■ **SHORT PROBLEM**: From the listing below, select and copy each line that contains the string "decal". The match is case-sensitive.

* BEGIN *

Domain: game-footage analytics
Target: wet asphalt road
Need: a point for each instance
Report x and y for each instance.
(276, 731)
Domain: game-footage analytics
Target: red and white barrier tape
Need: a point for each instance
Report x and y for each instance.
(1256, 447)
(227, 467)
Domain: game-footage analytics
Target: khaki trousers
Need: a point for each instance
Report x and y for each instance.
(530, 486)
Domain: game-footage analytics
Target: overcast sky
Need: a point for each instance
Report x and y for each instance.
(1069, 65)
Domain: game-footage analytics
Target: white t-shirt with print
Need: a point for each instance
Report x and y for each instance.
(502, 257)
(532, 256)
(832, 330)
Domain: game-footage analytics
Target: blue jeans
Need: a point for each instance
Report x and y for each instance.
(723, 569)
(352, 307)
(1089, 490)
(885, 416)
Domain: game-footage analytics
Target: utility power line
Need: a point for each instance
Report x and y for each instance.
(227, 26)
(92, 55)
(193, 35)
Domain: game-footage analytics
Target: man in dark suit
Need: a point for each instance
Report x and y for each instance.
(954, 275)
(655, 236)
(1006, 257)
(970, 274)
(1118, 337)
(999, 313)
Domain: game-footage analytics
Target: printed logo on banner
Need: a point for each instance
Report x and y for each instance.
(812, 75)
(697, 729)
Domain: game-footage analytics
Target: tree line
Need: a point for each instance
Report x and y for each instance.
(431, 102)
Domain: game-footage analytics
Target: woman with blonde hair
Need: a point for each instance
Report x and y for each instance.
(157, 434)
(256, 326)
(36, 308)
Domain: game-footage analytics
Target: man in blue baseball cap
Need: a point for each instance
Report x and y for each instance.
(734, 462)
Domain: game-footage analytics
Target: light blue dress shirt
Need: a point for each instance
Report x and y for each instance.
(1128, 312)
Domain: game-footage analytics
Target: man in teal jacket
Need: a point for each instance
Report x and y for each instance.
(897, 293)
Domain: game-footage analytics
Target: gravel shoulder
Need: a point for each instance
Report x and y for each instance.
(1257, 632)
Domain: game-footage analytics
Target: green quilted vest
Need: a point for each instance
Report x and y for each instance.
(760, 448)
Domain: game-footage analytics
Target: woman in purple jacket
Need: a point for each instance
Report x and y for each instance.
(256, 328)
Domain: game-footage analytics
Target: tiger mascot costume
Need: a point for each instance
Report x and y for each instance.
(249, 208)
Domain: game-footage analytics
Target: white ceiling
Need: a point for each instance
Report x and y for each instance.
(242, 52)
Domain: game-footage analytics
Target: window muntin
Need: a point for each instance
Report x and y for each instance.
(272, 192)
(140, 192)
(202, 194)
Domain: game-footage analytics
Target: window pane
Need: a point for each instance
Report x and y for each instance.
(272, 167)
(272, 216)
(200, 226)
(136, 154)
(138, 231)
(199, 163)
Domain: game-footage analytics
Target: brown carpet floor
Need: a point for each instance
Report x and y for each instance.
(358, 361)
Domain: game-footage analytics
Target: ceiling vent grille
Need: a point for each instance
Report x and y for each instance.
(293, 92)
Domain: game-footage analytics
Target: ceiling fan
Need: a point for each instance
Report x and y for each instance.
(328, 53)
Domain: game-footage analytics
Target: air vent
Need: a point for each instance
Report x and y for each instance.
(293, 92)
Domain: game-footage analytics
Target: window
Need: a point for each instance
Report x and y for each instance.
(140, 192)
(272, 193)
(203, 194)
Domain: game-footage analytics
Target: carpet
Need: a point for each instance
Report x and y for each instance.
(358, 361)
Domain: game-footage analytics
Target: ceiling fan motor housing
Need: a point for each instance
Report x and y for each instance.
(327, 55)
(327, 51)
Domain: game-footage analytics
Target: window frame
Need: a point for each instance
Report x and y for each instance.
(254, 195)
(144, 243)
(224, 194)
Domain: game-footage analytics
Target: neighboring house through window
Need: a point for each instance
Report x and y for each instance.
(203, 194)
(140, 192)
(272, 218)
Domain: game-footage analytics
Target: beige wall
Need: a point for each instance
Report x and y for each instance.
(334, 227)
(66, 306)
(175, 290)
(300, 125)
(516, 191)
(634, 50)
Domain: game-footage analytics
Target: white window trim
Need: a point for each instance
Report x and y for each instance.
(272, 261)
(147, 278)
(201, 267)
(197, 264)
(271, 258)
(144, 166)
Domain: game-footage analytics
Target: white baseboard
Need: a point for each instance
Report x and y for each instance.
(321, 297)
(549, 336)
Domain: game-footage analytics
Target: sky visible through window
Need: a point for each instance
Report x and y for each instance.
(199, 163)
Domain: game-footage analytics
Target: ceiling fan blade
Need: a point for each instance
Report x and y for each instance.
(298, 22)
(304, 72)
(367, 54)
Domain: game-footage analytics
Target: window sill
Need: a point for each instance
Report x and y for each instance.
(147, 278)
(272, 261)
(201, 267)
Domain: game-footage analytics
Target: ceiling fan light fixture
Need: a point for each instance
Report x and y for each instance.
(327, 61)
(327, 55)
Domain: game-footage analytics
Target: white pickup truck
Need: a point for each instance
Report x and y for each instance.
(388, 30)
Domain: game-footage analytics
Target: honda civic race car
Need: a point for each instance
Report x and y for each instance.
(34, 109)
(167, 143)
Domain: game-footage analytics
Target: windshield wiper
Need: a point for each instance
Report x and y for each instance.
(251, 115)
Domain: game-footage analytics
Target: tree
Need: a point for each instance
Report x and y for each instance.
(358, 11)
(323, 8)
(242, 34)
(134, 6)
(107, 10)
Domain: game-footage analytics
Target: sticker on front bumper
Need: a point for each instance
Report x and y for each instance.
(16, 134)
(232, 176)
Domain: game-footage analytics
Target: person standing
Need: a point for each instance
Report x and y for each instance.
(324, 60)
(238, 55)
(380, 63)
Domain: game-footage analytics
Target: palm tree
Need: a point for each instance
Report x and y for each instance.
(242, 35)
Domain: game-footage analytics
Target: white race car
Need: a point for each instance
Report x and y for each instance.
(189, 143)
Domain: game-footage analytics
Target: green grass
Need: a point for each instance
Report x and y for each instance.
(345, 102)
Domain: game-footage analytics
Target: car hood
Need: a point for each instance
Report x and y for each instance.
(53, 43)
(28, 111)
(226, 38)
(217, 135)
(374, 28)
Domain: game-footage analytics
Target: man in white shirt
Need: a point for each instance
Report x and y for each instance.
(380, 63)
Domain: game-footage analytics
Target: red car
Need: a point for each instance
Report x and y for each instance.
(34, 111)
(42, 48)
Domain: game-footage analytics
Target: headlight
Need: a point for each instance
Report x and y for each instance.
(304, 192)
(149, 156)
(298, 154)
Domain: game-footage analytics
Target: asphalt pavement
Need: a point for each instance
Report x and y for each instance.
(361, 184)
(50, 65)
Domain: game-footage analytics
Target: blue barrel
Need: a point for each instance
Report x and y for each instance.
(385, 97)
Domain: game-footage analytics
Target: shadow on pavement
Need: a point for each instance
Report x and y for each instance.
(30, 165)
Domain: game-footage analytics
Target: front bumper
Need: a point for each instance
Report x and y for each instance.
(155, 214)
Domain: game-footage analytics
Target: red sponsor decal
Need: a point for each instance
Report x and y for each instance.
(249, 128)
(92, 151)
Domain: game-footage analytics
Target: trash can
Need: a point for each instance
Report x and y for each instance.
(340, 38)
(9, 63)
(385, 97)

* END *
* BEGIN *

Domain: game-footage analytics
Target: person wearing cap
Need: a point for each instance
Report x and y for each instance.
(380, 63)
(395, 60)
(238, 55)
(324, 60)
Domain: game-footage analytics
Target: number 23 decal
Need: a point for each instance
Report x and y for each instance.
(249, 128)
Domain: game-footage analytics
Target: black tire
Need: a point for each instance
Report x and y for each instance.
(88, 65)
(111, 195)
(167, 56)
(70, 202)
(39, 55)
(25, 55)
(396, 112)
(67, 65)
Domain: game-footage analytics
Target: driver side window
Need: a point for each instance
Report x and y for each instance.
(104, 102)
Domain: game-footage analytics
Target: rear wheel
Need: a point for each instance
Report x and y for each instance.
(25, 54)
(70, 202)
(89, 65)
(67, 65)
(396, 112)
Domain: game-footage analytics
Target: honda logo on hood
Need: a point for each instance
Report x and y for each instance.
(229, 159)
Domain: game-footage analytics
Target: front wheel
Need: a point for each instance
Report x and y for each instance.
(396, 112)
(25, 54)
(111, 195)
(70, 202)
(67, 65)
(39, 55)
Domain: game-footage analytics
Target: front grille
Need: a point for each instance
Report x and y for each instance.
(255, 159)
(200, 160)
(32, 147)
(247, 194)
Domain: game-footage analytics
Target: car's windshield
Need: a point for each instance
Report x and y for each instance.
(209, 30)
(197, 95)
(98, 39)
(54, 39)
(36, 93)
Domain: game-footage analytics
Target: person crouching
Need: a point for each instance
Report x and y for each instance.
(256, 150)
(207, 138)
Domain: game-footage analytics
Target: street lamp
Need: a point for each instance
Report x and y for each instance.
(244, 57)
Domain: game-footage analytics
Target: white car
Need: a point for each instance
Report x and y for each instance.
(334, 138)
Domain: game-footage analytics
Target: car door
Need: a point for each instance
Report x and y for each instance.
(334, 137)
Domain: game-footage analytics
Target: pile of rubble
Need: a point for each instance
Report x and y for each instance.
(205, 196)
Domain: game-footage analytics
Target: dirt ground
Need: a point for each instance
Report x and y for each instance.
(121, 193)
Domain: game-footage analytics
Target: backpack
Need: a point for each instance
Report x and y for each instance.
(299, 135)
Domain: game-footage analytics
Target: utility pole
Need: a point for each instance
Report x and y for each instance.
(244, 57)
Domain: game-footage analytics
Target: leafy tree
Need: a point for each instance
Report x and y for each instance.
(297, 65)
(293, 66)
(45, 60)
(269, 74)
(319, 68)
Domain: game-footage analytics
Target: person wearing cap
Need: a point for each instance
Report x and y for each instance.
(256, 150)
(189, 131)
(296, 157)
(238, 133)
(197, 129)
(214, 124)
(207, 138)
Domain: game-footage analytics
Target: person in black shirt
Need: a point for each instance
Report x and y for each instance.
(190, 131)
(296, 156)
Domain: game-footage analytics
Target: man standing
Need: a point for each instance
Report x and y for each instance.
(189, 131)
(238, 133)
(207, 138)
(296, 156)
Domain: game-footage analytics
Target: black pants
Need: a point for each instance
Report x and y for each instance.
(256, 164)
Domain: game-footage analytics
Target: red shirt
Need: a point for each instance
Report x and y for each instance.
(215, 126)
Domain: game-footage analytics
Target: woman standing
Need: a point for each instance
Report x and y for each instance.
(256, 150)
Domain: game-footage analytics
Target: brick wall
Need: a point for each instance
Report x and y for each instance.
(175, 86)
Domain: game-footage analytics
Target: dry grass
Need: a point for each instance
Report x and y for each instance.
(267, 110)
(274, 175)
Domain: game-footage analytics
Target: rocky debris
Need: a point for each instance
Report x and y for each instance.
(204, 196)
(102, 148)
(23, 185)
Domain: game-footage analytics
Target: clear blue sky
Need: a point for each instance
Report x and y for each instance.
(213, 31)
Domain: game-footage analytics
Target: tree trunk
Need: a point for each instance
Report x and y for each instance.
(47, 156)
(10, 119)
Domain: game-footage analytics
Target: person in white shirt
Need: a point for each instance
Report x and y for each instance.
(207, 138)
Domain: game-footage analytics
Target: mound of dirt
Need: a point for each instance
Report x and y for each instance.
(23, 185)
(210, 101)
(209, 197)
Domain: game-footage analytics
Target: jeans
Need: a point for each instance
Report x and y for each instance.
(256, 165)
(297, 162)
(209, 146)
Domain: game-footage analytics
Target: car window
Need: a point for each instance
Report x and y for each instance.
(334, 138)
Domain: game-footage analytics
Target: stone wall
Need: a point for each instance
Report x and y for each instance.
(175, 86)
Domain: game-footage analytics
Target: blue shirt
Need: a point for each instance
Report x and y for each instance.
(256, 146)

* END *

■ **ANSWER TO THE TASK**:
Target: red sponsor decal
Target: number 23 decal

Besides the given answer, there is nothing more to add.